= EXERCISE DIRECTIONS =
The lines to find are those in the entries that hold the word "surface"; copy every one of them.

[DATASET EXTRACT — start]

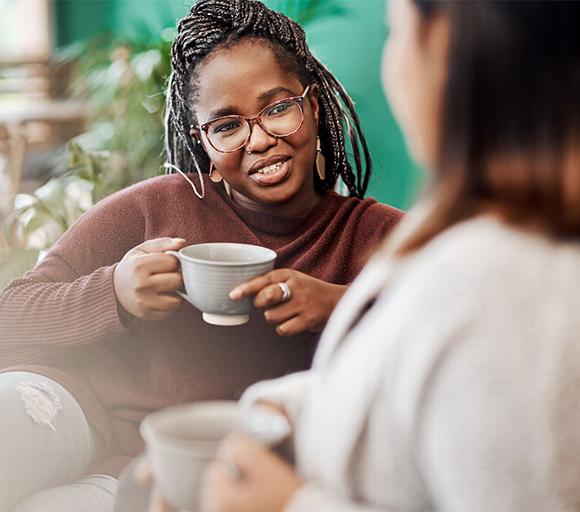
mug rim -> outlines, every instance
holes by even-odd
[[[213,453],[221,440],[200,441],[191,438],[182,438],[167,432],[163,432],[163,428],[160,430],[156,428],[159,423],[164,422],[164,419],[174,415],[175,413],[191,413],[195,412],[196,410],[199,411],[203,409],[227,410],[228,412],[233,413],[232,416],[241,417],[241,410],[239,408],[239,404],[236,401],[210,400],[202,402],[186,402],[183,404],[163,407],[149,413],[141,421],[141,424],[139,425],[139,433],[141,434],[141,437],[146,444],[149,444],[150,442],[157,442],[164,446],[165,449],[172,448],[181,451],[188,448],[195,448],[197,450],[207,450],[209,453]]]
[[[215,261],[215,260],[203,260],[200,258],[195,258],[193,256],[188,256],[187,254],[184,254],[183,251],[185,251],[186,249],[189,249],[190,247],[201,247],[201,246],[208,246],[208,245],[212,245],[212,246],[224,246],[224,245],[241,245],[244,247],[252,247],[252,248],[257,248],[257,249],[261,249],[262,251],[265,252],[264,254],[264,258],[260,259],[259,261],[252,261],[252,262],[239,262],[239,261]],[[264,263],[271,263],[272,261],[274,261],[277,257],[278,254],[276,253],[276,251],[273,251],[272,249],[269,249],[268,247],[263,247],[261,245],[254,245],[254,244],[242,244],[242,243],[237,243],[237,242],[205,242],[202,244],[191,244],[188,245],[186,247],[182,247],[181,249],[179,249],[179,251],[177,251],[179,253],[179,256],[182,257],[184,260],[186,261],[191,261],[194,263],[199,263],[200,265],[208,265],[208,266],[219,266],[219,267],[239,267],[239,266],[244,266],[244,267],[252,267],[255,265],[263,265]]]

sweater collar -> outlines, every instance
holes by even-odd
[[[331,194],[326,193],[304,215],[282,217],[244,208],[233,201],[223,189],[219,189],[218,193],[247,226],[256,232],[269,235],[289,235],[296,233],[298,230],[307,229],[311,224],[320,222],[331,202]]]

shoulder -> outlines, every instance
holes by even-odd
[[[197,183],[197,175],[190,179]],[[197,198],[191,185],[179,174],[155,176],[135,183],[99,201],[93,209],[101,211],[134,212],[144,216],[160,212],[182,211],[183,209],[202,209],[223,203],[215,187],[205,187],[205,197]]]
[[[531,267],[557,258],[566,247],[540,233],[480,216],[438,235],[407,258],[407,267],[439,276],[438,281],[455,278],[490,285],[503,282],[506,274],[534,279]]]
[[[377,279],[381,263],[394,268],[374,328],[380,335],[389,319],[401,383],[422,375],[419,389],[445,367],[465,390],[483,375],[538,377],[556,352],[580,361],[580,244],[479,217],[393,261],[373,262]]]
[[[352,210],[358,214],[367,216],[370,220],[384,221],[385,219],[399,220],[403,217],[404,212],[389,206],[384,203],[379,203],[372,197],[359,199],[358,197],[347,197],[337,194],[336,192],[328,192],[327,200],[333,202],[340,208]]]
[[[370,236],[372,240],[382,240],[405,215],[403,211],[370,197],[359,199],[330,192],[326,201],[337,216],[356,226],[361,236]]]
[[[469,328],[502,344],[508,333],[513,343],[536,339],[554,321],[562,331],[580,327],[573,306],[580,302],[580,244],[480,217],[384,263],[393,272],[383,287],[383,313],[403,318],[410,337]]]
[[[101,200],[97,205],[150,204],[151,199],[179,197],[183,195],[183,178],[178,175],[161,175],[128,186]]]

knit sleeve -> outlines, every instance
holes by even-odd
[[[251,407],[260,401],[278,405],[284,409],[290,423],[295,425],[315,378],[315,373],[309,370],[258,382],[244,392],[240,402],[243,407]]]
[[[134,196],[123,191],[101,201],[0,293],[0,366],[42,362],[124,329],[113,272],[143,240],[145,218]]]

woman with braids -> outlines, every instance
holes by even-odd
[[[0,510],[107,510],[147,413],[308,368],[401,216],[363,199],[371,162],[353,103],[285,16],[200,0],[172,67],[170,173],[97,204],[0,295]],[[243,326],[206,324],[175,294],[164,251],[218,241],[278,253],[234,292],[254,297]]]

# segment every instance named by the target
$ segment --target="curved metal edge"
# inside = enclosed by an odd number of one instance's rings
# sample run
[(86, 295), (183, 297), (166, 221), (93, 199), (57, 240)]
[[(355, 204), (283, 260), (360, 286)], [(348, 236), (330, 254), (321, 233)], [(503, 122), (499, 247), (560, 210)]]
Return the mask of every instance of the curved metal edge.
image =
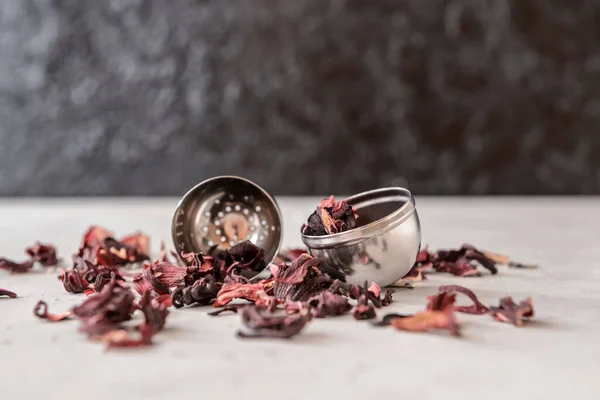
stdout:
[(416, 211), (416, 202), (412, 193), (402, 187), (386, 187), (380, 189), (369, 190), (366, 192), (357, 193), (346, 199), (348, 204), (357, 201), (363, 196), (382, 194), (384, 192), (396, 190), (399, 195), (403, 195), (408, 198), (408, 201), (404, 203), (400, 208), (385, 217), (373, 221), (367, 225), (345, 231), (340, 233), (334, 233), (332, 235), (323, 236), (309, 236), (301, 232), (302, 242), (309, 248), (322, 249), (329, 248), (338, 245), (348, 245), (360, 243), (361, 241), (371, 238), (373, 236), (385, 233), (396, 226), (402, 224)]
[[(281, 209), (279, 208), (279, 203), (277, 203), (277, 200), (275, 200), (275, 198), (273, 196), (271, 196), (265, 189), (263, 189), (261, 186), (257, 185), (256, 183), (252, 182), (249, 179), (246, 178), (242, 178), (240, 176), (235, 176), (235, 175), (220, 175), (220, 176), (215, 176), (212, 178), (208, 178), (203, 180), (202, 182), (194, 185), (194, 187), (192, 187), (191, 189), (189, 189), (182, 197), (181, 199), (179, 199), (179, 201), (177, 202), (177, 206), (175, 207), (175, 211), (173, 212), (173, 217), (171, 218), (171, 240), (173, 240), (173, 245), (175, 246), (175, 253), (177, 254), (177, 257), (179, 258), (179, 260), (181, 262), (183, 262), (184, 264), (188, 264), (187, 261), (185, 259), (183, 259), (181, 257), (181, 251), (179, 251), (179, 246), (178, 243), (179, 241), (177, 240), (177, 236), (175, 235), (176, 232), (176, 224), (177, 224), (177, 214), (179, 213), (179, 210), (181, 209), (181, 206), (183, 204), (183, 202), (185, 201), (185, 199), (190, 196), (195, 190), (197, 190), (198, 188), (200, 188), (201, 186), (206, 185), (207, 183), (216, 181), (216, 180), (220, 180), (220, 179), (237, 179), (240, 181), (244, 181), (252, 186), (255, 186), (258, 190), (260, 190), (261, 192), (263, 192), (265, 194), (265, 196), (275, 205), (275, 211), (277, 211), (277, 217), (279, 218), (279, 240), (277, 241), (277, 249), (275, 250), (275, 253), (273, 254), (273, 258), (271, 260), (269, 260), (267, 262), (267, 260), (265, 260), (265, 270), (269, 269), (269, 265), (275, 260), (275, 258), (277, 258), (277, 255), (279, 254), (279, 251), (281, 250), (281, 246), (283, 245), (283, 217), (281, 215)], [(261, 275), (264, 272), (261, 271), (257, 274)], [(255, 277), (256, 278), (256, 277)], [(254, 278), (252, 278), (254, 279)]]

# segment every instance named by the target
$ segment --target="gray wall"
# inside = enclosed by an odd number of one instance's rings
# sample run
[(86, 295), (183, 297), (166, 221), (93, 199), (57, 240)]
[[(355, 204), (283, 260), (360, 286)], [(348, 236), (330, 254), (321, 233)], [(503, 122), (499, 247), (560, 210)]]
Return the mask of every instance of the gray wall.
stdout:
[(600, 4), (1, 0), (0, 194), (600, 192)]

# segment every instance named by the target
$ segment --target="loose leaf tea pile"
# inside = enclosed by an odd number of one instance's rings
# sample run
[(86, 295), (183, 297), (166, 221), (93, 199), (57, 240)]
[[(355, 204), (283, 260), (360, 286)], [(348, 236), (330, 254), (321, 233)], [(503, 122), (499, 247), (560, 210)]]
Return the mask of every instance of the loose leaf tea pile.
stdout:
[[(327, 235), (356, 227), (355, 210), (333, 196), (323, 200), (303, 226), (307, 235)], [(272, 276), (260, 281), (249, 277), (266, 267), (264, 250), (249, 241), (229, 249), (212, 247), (206, 254), (168, 252), (161, 244), (160, 255), (149, 262), (149, 237), (134, 233), (115, 239), (100, 226), (83, 235), (72, 265), (59, 278), (69, 293), (81, 294), (82, 302), (62, 313), (50, 313), (39, 301), (34, 314), (51, 322), (77, 320), (79, 331), (90, 340), (114, 347), (140, 347), (153, 343), (170, 313), (169, 308), (199, 305), (217, 308), (211, 316), (239, 313), (240, 338), (291, 338), (315, 318), (351, 314), (356, 320), (375, 320), (374, 326), (391, 326), (401, 331), (446, 330), (460, 336), (457, 313), (491, 315), (495, 320), (522, 326), (533, 318), (531, 299), (515, 303), (510, 297), (497, 307), (487, 307), (475, 293), (458, 285), (439, 287), (427, 298), (423, 311), (415, 314), (389, 313), (377, 320), (379, 309), (393, 301), (393, 290), (383, 291), (376, 283), (352, 285), (342, 282), (339, 270), (327, 261), (310, 256), (304, 249), (284, 251), (269, 265)], [(26, 249), (24, 262), (0, 258), (0, 269), (29, 272), (35, 263), (58, 264), (52, 245), (36, 243)], [(141, 272), (128, 266), (144, 263)], [(491, 274), (508, 258), (482, 252), (471, 245), (456, 250), (422, 250), (403, 281), (420, 281), (426, 274), (445, 272), (461, 277), (482, 276), (479, 267)], [(529, 267), (512, 263), (519, 268)], [(138, 270), (139, 271), (139, 270)], [(85, 296), (83, 295), (85, 294)], [(16, 294), (0, 289), (0, 296)], [(465, 296), (470, 305), (456, 305)]]

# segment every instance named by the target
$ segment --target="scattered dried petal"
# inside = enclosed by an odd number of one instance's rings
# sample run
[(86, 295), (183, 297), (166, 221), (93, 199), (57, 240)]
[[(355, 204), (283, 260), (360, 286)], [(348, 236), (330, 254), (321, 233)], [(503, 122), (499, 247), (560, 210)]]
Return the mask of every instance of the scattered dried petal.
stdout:
[[(333, 294), (329, 290), (325, 290), (310, 299), (308, 305), (312, 308), (313, 316), (317, 318), (343, 315), (352, 309), (352, 305), (346, 297)], [(287, 304), (286, 311), (288, 311)]]
[(287, 339), (302, 331), (310, 314), (272, 315), (259, 307), (249, 306), (242, 309), (242, 322), (250, 332), (238, 331), (242, 338), (283, 338)]
[(58, 264), (56, 258), (56, 248), (49, 244), (41, 244), (36, 242), (32, 247), (25, 249), (25, 253), (34, 261), (39, 262), (44, 267), (50, 267)]
[(265, 252), (249, 240), (240, 242), (229, 249), (229, 255), (234, 263), (249, 271), (265, 269)]
[(411, 332), (448, 329), (452, 335), (460, 336), (460, 326), (451, 307), (447, 307), (445, 311), (421, 311), (410, 317), (394, 318), (391, 324), (398, 330)]
[(245, 299), (264, 308), (268, 308), (271, 303), (276, 301), (265, 292), (262, 282), (254, 284), (225, 283), (217, 294), (217, 300), (213, 307), (222, 307), (234, 299)]
[(166, 295), (166, 298), (162, 297), (161, 300), (154, 301), (155, 299), (152, 297), (151, 292), (147, 291), (142, 295), (139, 305), (146, 319), (145, 325), (152, 328), (153, 332), (158, 332), (165, 326), (167, 316), (169, 315), (167, 307), (170, 303), (163, 300), (169, 299), (168, 295)]
[(63, 272), (61, 280), (65, 290), (69, 293), (83, 293), (86, 289), (90, 288), (87, 280), (76, 269)]
[(99, 225), (92, 225), (83, 234), (83, 243), (81, 247), (94, 248), (100, 246), (104, 239), (113, 237), (114, 234)]
[(34, 260), (24, 261), (22, 263), (9, 260), (8, 258), (0, 258), (0, 269), (6, 270), (11, 274), (24, 274), (29, 272), (33, 267)]
[(100, 293), (89, 296), (81, 305), (75, 307), (73, 314), (82, 320), (101, 317), (100, 319), (111, 323), (128, 321), (134, 309), (134, 297), (127, 286), (118, 281), (110, 282)]
[(475, 293), (466, 287), (459, 285), (446, 285), (440, 286), (438, 291), (462, 293), (473, 301), (473, 304), (470, 306), (454, 306), (454, 311), (467, 314), (485, 314), (489, 311), (489, 309), (479, 301)]
[(47, 319), (51, 322), (58, 322), (68, 319), (73, 314), (73, 311), (69, 310), (62, 314), (51, 314), (48, 312), (48, 304), (45, 301), (40, 300), (33, 308), (33, 313), (38, 318)]
[(133, 248), (138, 254), (148, 254), (150, 251), (150, 237), (141, 232), (125, 236), (121, 243)]
[(171, 294), (171, 302), (175, 308), (181, 308), (190, 304), (208, 305), (213, 299), (217, 298), (217, 293), (221, 289), (212, 275), (200, 278), (192, 286), (180, 286)]
[(503, 297), (498, 307), (490, 307), (490, 313), (495, 320), (510, 322), (515, 326), (522, 326), (523, 318), (529, 319), (535, 316), (531, 298), (517, 304), (511, 297)]
[(155, 333), (152, 327), (147, 324), (142, 324), (137, 327), (137, 330), (140, 334), (138, 339), (132, 339), (126, 330), (118, 329), (105, 333), (104, 335), (98, 337), (97, 340), (106, 343), (107, 349), (112, 349), (115, 347), (140, 347), (151, 345), (152, 337)]
[(11, 299), (14, 299), (17, 297), (17, 294), (15, 292), (11, 292), (10, 290), (0, 288), (0, 296), (8, 296)]
[(274, 294), (281, 300), (307, 301), (328, 289), (333, 280), (323, 274), (324, 262), (302, 254), (291, 265), (281, 264), (275, 277)]
[(396, 318), (408, 318), (408, 317), (412, 317), (412, 315), (405, 315), (405, 314), (396, 314), (396, 313), (391, 313), (391, 314), (386, 314), (383, 316), (383, 318), (381, 318), (381, 320), (373, 322), (373, 326), (390, 326), (392, 324), (392, 321), (395, 320)]
[(377, 313), (372, 304), (359, 304), (354, 308), (354, 319), (365, 320), (377, 318)]

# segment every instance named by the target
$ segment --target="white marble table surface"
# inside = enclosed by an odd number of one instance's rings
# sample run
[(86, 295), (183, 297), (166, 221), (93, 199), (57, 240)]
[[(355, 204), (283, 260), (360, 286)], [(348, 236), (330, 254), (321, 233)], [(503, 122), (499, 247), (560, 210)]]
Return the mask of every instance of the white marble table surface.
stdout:
[[(285, 245), (317, 199), (279, 198)], [(136, 229), (170, 242), (176, 199), (2, 199), (0, 255), (22, 259), (35, 240), (69, 258), (90, 224)], [(496, 276), (434, 275), (400, 290), (385, 312), (414, 312), (440, 284), (472, 288), (484, 303), (533, 297), (535, 322), (522, 328), (489, 316), (458, 317), (463, 337), (373, 328), (351, 316), (315, 320), (289, 341), (235, 337), (239, 316), (175, 310), (156, 345), (105, 352), (77, 332), (32, 315), (44, 299), (66, 310), (81, 295), (56, 274), (10, 275), (0, 287), (2, 399), (597, 399), (600, 398), (600, 199), (418, 198), (423, 241), (469, 242), (541, 265)]]

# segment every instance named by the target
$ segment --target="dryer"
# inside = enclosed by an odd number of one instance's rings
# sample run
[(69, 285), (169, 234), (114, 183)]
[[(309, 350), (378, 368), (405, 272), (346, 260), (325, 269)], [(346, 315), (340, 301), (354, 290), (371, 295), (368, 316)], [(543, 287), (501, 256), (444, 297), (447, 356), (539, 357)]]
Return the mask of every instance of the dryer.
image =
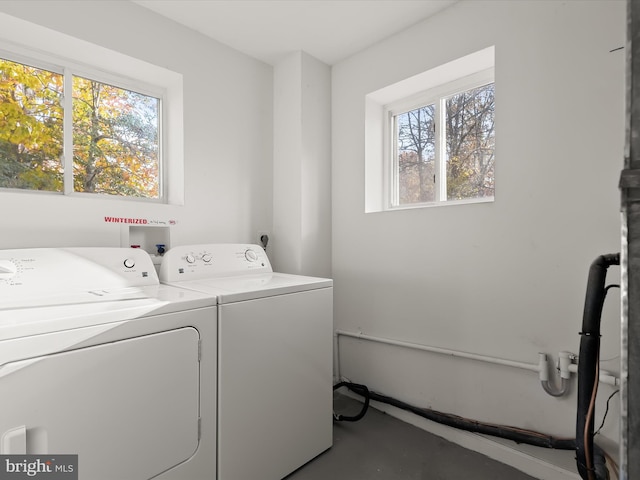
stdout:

[DATASET EXTRACT — finish]

= ANSWER AREA =
$ segment --target="white marble table surface"
Return the mask of every instance of the white marble table surface.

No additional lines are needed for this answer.